## TRECHO
==============================

Mas até mesmo a terra desprotegida diante do dique é usada tão logo se projeta apenas poucos centímetros acima do nível da água. Uma das audaciosas é Shamsun Nahar, cuja choupana de bambu fica em uma pequena colina de terra. como uma versão de Terceiro Mundo das pequenas ilhas nas planícies de lama de Frisland, no norte holandês, conhecidas como Halligen. Ela planta no solo aluvial fértil com seus quatro filhos, e o chama de "um presente de Alá". Nahar chegou aqui há apenas poucos meses. Seu marido trabalha no sudeste do país, ou nas docas ou como condutor de riquixá. De fato, Nahar não sabe ao certo o que ele está fazendo no momento, porque, sem um celular, ela não tem como manter contato com seu marido. Ela também não possui um rádio para alertá-la contra ciclones. Ela envia seu filho para trazer as redes. Sem a pesca, a família não conseguiria sobreviver. A maré atingiu a ponta do dique e a água está se agitando diante de sua choupana.
Nahar sabe muito bem quão perigosas vastas quantidades de água podem ser, e ainda assim ela corre o risco de viver à beira da água, na esperança de se tornar a proprietária da terra recuperada. Segundo as leis não escritas dos nômades das marés, o governo no final dará a propriedade da terra recuperada aos primeiros que tiverem sucesso em tomar posse dela. Uma rajada de vento envolve Nahar em uma nuvem de poeira fina. O vento mudou de direção e agora está soprando do sul. A estação seca, que geralmente dura de novembro a abril, está chegando ao fim.
Domando rios monstros
Um vento sul é um sinal de aproximação da monção de verão, um tempo em que os esforços de Gerard Pichel serão testados. O engenheiro holandês está tentando domar os rios que incham em monstros selvagens durante a monção.
Pichel está a caminho do Jamuna, como o Brahmaputra é chamado no lado bengalês da fronteira. Um hidrólogo da DHV, uma firma de engenharia da cidade da Amersfoort, na região central holandesa, Pichel, em um projeto conjunto do Ministério dos Recursos Hídricos em Dacca, protegeu as margens do rio com diques e dois quebra-mares que se projetam do rio em ângulos retos. A enchente da última monção arrancou partes da amurada. "Não podemos permitir que um desastre semelhante aconteça desta vez", diz Pichel.

==============================

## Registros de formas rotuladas
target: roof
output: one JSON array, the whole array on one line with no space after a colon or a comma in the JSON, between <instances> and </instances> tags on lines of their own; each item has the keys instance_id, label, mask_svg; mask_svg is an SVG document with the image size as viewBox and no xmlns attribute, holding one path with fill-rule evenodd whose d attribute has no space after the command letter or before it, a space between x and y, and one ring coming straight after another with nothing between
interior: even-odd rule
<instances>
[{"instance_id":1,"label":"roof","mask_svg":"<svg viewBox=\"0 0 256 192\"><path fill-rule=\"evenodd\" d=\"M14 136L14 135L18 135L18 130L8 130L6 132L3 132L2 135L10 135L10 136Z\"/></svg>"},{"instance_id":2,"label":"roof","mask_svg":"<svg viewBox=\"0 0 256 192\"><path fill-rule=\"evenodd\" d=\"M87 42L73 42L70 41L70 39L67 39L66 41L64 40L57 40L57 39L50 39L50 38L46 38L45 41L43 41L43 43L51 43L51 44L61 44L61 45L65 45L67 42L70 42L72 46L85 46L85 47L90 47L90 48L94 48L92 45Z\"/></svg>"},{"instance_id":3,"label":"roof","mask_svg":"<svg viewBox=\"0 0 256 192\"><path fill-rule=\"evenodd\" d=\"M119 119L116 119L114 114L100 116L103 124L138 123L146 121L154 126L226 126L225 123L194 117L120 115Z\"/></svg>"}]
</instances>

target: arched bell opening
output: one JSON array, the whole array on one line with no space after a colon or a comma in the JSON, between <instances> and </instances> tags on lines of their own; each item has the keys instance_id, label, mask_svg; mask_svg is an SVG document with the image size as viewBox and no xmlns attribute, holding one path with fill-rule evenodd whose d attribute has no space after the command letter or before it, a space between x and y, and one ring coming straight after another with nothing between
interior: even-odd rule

==============================

## TAREFAS
(1) Segundo o trecho, em que cidade fica a firma de engenharia DHV?
(2) Diga se cada afirmação concorda com o trecho, citando as palavras decisivas: (a) Nahar tem um rádio para ser avisada sobre ciclones. (b) A estação seca costuma ir de novembro a abril. (c) Nahar cultiva a terra com seus quatro filhos.

## RESPOSTAS POR TAREFA
(1) Em Amersfoort, na região central holandesa.

(2)
(a) Não: "Ela também não possui um rádio para alertá-la contra ciclones."
(b) Sim: "A estação seca, que geralmente dura de novembro a abril, está chegando ao fim."
(c) Sim: "Ela planta no solo aluvial fértil com seus quatro filhos"